#### [Exercise details]
Set down each record below precisely, skipping the pictures.

#### [Raw data]
============

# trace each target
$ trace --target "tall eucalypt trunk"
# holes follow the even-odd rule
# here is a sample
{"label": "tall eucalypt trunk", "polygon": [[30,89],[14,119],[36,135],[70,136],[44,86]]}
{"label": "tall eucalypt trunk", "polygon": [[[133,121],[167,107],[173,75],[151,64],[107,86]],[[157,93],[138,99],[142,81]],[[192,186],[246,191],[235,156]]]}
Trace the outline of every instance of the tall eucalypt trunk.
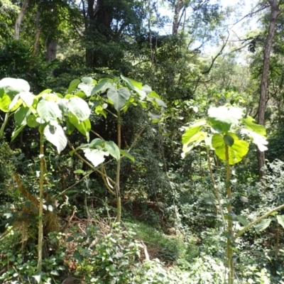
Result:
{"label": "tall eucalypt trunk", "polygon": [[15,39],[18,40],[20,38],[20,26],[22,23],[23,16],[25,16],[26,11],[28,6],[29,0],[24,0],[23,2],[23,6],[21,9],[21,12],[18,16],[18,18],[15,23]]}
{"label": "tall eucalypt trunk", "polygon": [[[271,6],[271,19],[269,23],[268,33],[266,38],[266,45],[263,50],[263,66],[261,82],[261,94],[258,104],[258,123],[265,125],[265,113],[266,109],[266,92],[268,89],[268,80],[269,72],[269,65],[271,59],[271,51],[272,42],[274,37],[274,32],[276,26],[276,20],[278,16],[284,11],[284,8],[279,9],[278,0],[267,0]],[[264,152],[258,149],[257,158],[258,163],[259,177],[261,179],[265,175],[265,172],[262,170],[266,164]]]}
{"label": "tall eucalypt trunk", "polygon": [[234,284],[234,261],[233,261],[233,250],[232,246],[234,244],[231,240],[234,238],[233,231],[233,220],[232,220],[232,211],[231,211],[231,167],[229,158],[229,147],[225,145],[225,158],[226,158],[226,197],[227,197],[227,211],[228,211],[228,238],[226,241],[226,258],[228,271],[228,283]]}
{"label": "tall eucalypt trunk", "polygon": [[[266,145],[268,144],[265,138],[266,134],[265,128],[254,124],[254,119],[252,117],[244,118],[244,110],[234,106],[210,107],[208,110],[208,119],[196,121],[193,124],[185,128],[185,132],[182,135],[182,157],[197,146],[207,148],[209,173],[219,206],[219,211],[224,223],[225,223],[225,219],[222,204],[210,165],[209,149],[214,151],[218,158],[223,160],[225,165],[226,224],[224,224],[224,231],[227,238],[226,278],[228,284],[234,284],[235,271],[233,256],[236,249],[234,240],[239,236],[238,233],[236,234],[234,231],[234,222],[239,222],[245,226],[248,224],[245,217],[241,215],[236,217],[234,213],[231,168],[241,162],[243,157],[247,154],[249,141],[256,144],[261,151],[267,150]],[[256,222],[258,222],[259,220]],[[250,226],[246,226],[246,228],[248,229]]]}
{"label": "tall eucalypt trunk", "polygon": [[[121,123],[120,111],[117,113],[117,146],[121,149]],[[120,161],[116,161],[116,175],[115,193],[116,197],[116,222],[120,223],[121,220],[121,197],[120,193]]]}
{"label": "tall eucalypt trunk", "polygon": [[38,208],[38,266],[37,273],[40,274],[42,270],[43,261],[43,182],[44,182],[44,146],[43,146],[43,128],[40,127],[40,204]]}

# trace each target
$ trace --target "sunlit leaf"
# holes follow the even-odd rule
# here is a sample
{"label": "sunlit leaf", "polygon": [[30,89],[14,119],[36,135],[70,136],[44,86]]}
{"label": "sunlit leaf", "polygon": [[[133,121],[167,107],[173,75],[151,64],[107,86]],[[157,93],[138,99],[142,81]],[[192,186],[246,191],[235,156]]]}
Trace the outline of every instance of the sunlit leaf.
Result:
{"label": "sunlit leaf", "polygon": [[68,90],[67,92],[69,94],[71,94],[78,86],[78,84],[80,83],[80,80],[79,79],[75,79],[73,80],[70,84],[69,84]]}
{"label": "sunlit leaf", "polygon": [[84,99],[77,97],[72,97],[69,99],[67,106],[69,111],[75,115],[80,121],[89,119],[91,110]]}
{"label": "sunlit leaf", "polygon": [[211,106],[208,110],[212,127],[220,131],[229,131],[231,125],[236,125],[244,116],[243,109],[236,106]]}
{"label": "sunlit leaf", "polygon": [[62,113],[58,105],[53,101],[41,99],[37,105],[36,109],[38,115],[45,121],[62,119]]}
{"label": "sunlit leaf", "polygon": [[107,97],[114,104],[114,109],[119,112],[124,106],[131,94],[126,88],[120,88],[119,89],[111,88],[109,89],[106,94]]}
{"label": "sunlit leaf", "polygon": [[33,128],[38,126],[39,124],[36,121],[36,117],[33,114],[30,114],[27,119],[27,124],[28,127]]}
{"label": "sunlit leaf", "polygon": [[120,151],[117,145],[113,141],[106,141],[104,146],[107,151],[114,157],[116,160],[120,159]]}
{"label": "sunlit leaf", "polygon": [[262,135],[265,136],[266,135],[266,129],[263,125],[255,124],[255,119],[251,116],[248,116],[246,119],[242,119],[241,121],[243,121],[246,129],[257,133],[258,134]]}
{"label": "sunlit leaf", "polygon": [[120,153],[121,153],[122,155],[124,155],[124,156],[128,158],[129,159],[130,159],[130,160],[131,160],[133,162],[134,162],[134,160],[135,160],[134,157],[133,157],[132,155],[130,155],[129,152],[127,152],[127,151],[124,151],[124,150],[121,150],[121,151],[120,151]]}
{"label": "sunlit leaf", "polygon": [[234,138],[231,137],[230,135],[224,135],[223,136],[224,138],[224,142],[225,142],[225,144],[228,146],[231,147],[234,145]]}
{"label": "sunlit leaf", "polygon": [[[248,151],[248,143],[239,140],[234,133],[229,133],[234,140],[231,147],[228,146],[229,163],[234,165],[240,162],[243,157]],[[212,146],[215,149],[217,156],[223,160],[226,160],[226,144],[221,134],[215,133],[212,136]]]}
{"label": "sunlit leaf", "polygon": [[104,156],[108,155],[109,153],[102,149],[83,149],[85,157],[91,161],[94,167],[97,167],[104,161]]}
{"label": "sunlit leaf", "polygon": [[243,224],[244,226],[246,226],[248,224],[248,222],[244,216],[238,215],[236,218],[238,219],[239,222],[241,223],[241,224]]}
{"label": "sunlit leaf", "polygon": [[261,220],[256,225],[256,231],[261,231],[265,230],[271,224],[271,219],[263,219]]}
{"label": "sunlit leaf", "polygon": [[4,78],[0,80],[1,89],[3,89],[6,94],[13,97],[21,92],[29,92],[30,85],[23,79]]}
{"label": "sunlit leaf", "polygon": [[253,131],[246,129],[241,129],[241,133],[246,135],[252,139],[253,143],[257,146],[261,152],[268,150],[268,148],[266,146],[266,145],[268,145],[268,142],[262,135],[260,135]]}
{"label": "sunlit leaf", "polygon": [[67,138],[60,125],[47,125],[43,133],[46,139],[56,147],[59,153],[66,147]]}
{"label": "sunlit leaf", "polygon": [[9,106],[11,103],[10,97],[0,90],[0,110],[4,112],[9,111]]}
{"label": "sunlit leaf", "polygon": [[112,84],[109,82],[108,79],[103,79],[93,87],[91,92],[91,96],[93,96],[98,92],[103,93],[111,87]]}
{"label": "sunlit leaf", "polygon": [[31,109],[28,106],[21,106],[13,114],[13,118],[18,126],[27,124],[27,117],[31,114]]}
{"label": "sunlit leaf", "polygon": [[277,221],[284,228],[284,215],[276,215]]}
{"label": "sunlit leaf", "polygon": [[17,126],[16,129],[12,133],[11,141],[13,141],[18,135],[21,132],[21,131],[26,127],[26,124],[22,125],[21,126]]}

============

#### [Worked solution]
# trace each target
$ trace --target "tall eucalypt trunk"
# holes follow the even-odd rule
# here is a sample
{"label": "tall eucalypt trunk", "polygon": [[30,89],[14,119],[36,135],[70,136],[44,86]]}
{"label": "tall eucalypt trunk", "polygon": [[[133,121],[167,107],[173,75],[151,64],[107,86]],[[157,93],[138,99],[142,81]],[[192,186],[246,191],[235,156]]]}
Trace the outline of every instance of the tall eucalypt trunk.
Result:
{"label": "tall eucalypt trunk", "polygon": [[15,39],[18,40],[20,38],[20,26],[22,23],[23,16],[25,16],[26,11],[28,6],[29,0],[24,0],[23,2],[23,6],[21,9],[21,12],[18,16],[18,18],[15,23]]}
{"label": "tall eucalypt trunk", "polygon": [[[271,6],[271,19],[269,23],[268,33],[266,38],[266,45],[263,50],[263,66],[261,82],[261,94],[258,104],[258,123],[265,125],[265,113],[266,109],[266,92],[268,89],[268,80],[269,72],[269,65],[271,59],[271,51],[272,42],[274,37],[274,32],[276,26],[276,20],[278,16],[284,11],[284,8],[279,9],[278,0],[267,0]],[[264,152],[258,149],[257,158],[258,163],[259,177],[261,179],[265,175],[265,172],[262,170],[266,164]]]}
{"label": "tall eucalypt trunk", "polygon": [[234,284],[234,261],[233,261],[233,250],[232,246],[234,244],[231,240],[234,238],[233,231],[233,220],[232,220],[232,211],[231,211],[231,167],[229,158],[229,147],[225,145],[225,158],[226,158],[226,197],[227,197],[227,211],[228,211],[228,238],[226,241],[226,258],[228,271],[228,283]]}
{"label": "tall eucalypt trunk", "polygon": [[[266,145],[268,144],[265,138],[266,134],[265,128],[254,124],[254,119],[252,117],[244,118],[244,110],[234,106],[210,107],[208,110],[208,119],[196,121],[193,124],[185,128],[185,132],[182,135],[182,157],[197,146],[207,148],[209,173],[219,206],[219,211],[224,223],[225,223],[225,219],[222,204],[210,165],[209,149],[214,151],[218,158],[223,160],[225,165],[226,224],[224,224],[224,231],[227,238],[226,278],[228,284],[234,284],[235,271],[233,256],[236,249],[234,240],[239,236],[238,233],[236,234],[234,231],[234,222],[239,222],[245,226],[248,224],[245,217],[241,215],[236,217],[234,213],[231,168],[241,162],[243,157],[247,154],[249,141],[256,144],[261,151],[267,150]],[[256,222],[258,222],[259,220]],[[250,226],[246,226],[246,228],[248,229]]]}
{"label": "tall eucalypt trunk", "polygon": [[[121,123],[120,111],[117,113],[117,146],[121,149]],[[120,161],[116,161],[116,175],[115,193],[116,197],[116,222],[120,223],[121,220],[121,197],[120,193]]]}
{"label": "tall eucalypt trunk", "polygon": [[38,208],[38,266],[37,273],[40,274],[42,270],[43,261],[43,182],[44,182],[44,146],[43,146],[43,128],[40,127],[40,204]]}

# trace each target
$ trace --target "sunlit leaf"
# holes follow the even-odd rule
# here is a sample
{"label": "sunlit leaf", "polygon": [[30,89],[14,119],[36,135],[70,136],[44,86]]}
{"label": "sunlit leaf", "polygon": [[[133,121],[167,107],[173,75],[151,64],[107,86]],[[157,93],[138,99],[142,81]],[[192,186],[246,191],[235,156]]]}
Trace the outline of every instance of the sunlit leaf.
Result:
{"label": "sunlit leaf", "polygon": [[68,90],[67,92],[69,94],[71,94],[78,86],[78,84],[80,83],[80,80],[79,79],[75,79],[73,80],[70,84],[69,84]]}
{"label": "sunlit leaf", "polygon": [[84,99],[77,97],[72,97],[69,99],[67,106],[69,111],[75,115],[80,121],[89,119],[91,110]]}
{"label": "sunlit leaf", "polygon": [[211,106],[208,110],[212,127],[220,131],[229,131],[231,125],[236,125],[244,116],[243,109],[236,106]]}
{"label": "sunlit leaf", "polygon": [[62,113],[58,105],[53,101],[41,99],[37,105],[36,109],[38,115],[45,121],[62,119]]}
{"label": "sunlit leaf", "polygon": [[107,97],[114,104],[114,109],[119,112],[124,106],[131,94],[126,88],[120,88],[119,89],[111,88],[109,89],[106,94]]}
{"label": "sunlit leaf", "polygon": [[33,128],[38,126],[39,124],[36,121],[36,117],[33,114],[30,114],[27,119],[27,124],[28,127]]}
{"label": "sunlit leaf", "polygon": [[120,151],[117,145],[113,141],[106,141],[104,146],[107,151],[114,157],[116,160],[120,159]]}
{"label": "sunlit leaf", "polygon": [[262,135],[265,136],[266,135],[266,129],[263,125],[255,124],[255,119],[251,116],[248,116],[246,119],[242,119],[241,121],[243,121],[246,129],[257,133],[258,134]]}
{"label": "sunlit leaf", "polygon": [[120,153],[121,153],[122,155],[124,155],[124,156],[128,158],[129,159],[130,159],[130,160],[131,160],[133,162],[134,162],[134,160],[135,160],[134,157],[133,157],[132,155],[130,155],[129,152],[127,152],[127,151],[124,151],[124,150],[121,150],[121,151],[120,151]]}
{"label": "sunlit leaf", "polygon": [[234,138],[231,137],[230,135],[224,135],[223,136],[224,138],[224,142],[225,142],[225,144],[228,146],[231,147],[234,145]]}
{"label": "sunlit leaf", "polygon": [[[248,151],[248,143],[239,140],[234,133],[229,133],[234,140],[231,147],[228,146],[229,163],[234,165],[240,162],[243,157]],[[212,146],[215,149],[217,156],[223,160],[226,160],[226,144],[221,134],[215,133],[212,136]]]}
{"label": "sunlit leaf", "polygon": [[104,156],[108,155],[109,153],[102,149],[83,149],[85,157],[91,161],[94,167],[97,167],[104,161]]}
{"label": "sunlit leaf", "polygon": [[243,224],[244,226],[246,226],[248,224],[248,222],[244,216],[238,215],[236,218],[238,219],[239,222],[241,223],[241,224]]}
{"label": "sunlit leaf", "polygon": [[261,220],[256,225],[256,231],[261,231],[265,230],[271,224],[271,219],[263,219]]}
{"label": "sunlit leaf", "polygon": [[4,78],[0,80],[1,89],[3,89],[6,94],[13,97],[21,92],[29,92],[30,85],[23,79]]}
{"label": "sunlit leaf", "polygon": [[253,131],[246,129],[241,129],[241,133],[246,135],[252,139],[253,143],[257,146],[261,152],[268,150],[268,148],[266,146],[266,145],[268,145],[268,142],[262,135],[260,135]]}
{"label": "sunlit leaf", "polygon": [[67,138],[60,125],[47,125],[43,133],[46,139],[56,147],[59,153],[66,147]]}
{"label": "sunlit leaf", "polygon": [[9,106],[11,103],[10,97],[0,90],[0,110],[4,112],[9,111]]}
{"label": "sunlit leaf", "polygon": [[112,84],[109,82],[108,79],[103,79],[93,87],[91,92],[91,96],[93,96],[98,92],[103,93],[111,87]]}
{"label": "sunlit leaf", "polygon": [[31,109],[28,106],[21,106],[13,114],[13,118],[18,126],[27,124],[27,117],[31,114]]}
{"label": "sunlit leaf", "polygon": [[277,221],[284,228],[284,215],[276,215]]}
{"label": "sunlit leaf", "polygon": [[17,126],[16,129],[12,133],[11,141],[13,141],[18,135],[21,132],[21,131],[26,127],[26,124],[22,125],[21,126]]}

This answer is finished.